Filter the data below, keeping each line that contains the word "house"; case counts.

+++++

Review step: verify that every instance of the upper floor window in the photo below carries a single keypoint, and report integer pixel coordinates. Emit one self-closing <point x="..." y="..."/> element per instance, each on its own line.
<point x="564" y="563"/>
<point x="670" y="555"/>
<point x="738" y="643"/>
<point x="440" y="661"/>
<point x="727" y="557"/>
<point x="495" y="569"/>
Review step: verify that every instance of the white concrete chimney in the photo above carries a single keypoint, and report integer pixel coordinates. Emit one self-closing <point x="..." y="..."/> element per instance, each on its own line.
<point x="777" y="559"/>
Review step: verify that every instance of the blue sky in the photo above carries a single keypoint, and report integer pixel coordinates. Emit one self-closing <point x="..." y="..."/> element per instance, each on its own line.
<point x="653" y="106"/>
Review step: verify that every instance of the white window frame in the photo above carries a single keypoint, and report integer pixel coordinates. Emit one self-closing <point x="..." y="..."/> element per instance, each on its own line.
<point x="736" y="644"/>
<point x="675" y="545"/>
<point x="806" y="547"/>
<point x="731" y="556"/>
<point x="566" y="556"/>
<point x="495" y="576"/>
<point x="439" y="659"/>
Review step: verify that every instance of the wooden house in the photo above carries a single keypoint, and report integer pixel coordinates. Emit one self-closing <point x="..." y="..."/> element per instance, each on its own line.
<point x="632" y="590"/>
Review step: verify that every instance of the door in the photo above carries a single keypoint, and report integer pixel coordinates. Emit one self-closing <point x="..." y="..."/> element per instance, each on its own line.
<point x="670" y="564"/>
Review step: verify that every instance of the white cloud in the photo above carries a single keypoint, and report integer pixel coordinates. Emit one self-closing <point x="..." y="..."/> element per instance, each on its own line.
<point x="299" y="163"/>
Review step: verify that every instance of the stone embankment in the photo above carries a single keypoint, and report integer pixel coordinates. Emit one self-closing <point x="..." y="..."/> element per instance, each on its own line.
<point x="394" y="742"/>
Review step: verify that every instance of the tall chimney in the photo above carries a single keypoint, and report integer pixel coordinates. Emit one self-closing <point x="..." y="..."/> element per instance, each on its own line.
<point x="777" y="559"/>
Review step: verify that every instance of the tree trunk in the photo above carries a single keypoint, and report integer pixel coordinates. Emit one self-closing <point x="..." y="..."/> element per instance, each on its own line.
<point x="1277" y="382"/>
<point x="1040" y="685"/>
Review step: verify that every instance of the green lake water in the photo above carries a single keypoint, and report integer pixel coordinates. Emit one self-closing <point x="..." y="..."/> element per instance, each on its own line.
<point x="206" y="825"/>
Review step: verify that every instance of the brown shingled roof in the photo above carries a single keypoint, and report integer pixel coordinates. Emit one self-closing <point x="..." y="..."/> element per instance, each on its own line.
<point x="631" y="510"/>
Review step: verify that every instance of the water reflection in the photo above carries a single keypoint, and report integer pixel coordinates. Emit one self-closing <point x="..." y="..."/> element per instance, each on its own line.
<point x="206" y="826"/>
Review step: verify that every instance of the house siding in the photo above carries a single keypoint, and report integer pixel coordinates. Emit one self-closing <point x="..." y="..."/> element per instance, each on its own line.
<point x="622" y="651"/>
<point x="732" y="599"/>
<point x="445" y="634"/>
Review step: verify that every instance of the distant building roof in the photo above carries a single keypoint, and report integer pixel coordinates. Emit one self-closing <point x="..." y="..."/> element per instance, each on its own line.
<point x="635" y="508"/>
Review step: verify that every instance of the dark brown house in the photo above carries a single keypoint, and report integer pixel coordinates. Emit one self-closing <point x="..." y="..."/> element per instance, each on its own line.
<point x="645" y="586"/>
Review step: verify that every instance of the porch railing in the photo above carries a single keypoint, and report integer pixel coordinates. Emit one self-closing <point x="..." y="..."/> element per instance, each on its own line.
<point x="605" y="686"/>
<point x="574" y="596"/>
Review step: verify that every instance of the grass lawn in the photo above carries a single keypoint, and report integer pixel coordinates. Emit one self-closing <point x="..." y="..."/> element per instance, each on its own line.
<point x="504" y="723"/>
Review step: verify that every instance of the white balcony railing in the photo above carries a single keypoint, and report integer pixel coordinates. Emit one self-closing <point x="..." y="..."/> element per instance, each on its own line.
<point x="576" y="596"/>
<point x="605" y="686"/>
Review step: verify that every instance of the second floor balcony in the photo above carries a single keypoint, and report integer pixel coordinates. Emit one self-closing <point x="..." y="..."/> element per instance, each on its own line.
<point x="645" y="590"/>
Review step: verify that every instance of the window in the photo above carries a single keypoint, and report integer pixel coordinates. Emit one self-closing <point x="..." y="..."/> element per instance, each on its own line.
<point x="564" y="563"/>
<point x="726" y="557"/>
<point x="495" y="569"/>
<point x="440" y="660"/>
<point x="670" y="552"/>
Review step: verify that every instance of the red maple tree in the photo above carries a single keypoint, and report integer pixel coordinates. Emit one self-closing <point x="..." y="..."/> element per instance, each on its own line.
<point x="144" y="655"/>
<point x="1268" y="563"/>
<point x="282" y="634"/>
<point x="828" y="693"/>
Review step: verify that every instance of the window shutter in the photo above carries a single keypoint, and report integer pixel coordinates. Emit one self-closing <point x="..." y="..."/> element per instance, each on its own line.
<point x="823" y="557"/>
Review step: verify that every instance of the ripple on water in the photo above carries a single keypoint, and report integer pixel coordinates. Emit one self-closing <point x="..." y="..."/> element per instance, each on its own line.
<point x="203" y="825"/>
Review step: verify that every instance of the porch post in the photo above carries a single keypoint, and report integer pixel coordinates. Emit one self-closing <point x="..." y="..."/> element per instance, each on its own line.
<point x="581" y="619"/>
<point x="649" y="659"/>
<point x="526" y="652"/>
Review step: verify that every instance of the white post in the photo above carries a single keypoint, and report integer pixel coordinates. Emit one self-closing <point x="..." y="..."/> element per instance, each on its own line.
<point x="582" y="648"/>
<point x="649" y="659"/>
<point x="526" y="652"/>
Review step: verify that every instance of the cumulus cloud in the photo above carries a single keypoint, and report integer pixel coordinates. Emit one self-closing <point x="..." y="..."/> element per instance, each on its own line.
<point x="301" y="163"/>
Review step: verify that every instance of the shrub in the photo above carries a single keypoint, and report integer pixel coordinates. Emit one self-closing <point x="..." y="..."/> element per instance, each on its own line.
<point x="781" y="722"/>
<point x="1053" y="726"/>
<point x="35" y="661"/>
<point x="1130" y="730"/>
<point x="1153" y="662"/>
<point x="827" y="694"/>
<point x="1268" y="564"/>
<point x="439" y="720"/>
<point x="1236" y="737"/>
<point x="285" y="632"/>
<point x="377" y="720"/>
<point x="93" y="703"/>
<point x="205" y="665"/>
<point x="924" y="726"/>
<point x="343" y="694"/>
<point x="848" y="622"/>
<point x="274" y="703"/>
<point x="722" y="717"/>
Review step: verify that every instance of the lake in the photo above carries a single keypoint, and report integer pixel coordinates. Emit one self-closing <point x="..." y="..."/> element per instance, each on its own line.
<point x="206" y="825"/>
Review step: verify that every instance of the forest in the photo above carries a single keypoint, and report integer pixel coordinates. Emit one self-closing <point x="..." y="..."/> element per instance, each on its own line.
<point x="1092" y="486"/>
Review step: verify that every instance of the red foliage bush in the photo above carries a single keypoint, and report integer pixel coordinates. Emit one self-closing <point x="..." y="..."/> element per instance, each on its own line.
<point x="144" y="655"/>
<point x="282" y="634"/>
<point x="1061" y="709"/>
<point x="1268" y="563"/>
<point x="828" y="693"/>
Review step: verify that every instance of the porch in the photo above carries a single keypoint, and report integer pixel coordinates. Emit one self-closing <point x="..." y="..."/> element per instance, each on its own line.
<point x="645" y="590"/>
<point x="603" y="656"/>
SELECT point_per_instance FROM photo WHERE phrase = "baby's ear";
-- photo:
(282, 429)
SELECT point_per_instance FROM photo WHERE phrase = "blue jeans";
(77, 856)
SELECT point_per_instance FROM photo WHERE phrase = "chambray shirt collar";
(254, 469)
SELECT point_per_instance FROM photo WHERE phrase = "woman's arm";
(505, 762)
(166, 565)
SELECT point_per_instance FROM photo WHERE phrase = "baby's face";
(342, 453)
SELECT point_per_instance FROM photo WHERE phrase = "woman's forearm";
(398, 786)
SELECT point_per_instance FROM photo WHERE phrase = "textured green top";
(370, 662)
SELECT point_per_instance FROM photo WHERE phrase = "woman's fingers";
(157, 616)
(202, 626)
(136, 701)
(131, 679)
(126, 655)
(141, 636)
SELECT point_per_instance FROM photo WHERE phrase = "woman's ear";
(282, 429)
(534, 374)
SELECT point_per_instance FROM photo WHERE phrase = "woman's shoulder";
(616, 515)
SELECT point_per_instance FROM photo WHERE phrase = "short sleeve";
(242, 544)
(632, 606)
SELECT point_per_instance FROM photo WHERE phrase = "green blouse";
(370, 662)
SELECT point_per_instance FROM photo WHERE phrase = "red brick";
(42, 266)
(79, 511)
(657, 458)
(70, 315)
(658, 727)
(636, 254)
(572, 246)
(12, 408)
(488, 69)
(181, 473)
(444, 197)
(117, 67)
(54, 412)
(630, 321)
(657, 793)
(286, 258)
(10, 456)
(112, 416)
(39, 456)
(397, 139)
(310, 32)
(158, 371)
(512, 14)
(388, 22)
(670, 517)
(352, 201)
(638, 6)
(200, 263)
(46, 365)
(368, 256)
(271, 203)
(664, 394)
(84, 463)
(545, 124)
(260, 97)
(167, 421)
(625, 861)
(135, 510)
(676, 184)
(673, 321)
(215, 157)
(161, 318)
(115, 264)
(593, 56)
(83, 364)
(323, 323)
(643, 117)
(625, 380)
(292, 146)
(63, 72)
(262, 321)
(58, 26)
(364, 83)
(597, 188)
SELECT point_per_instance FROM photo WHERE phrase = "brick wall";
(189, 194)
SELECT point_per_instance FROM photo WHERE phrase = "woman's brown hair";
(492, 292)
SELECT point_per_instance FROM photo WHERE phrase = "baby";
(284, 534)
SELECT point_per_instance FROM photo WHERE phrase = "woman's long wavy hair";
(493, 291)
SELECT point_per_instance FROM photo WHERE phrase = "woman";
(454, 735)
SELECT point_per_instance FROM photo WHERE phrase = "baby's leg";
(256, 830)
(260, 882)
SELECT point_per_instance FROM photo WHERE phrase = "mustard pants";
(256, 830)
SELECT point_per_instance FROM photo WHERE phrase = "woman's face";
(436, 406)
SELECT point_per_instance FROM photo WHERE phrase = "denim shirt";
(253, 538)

+++++

* Written solution *
Review step: verify that every instance of the wooden house in the photo above carries a single keypoint, and report integer pixel coordinates. Emit one self-closing <point x="..." y="..."/> element per instance, each on its own line.
Review step: verify that every instance of the house siding in the photo above carries a single keypoint, and report integer pixel coordinates. Emit one self-closing <point x="..." y="..."/> element per instance, each on its own line.
Review step: verify that every instance of the dark brown house in the photo above carries a single keypoint, and report integer pixel coordinates. Emit one self-closing <point x="..." y="..."/> element per instance, each on its own line.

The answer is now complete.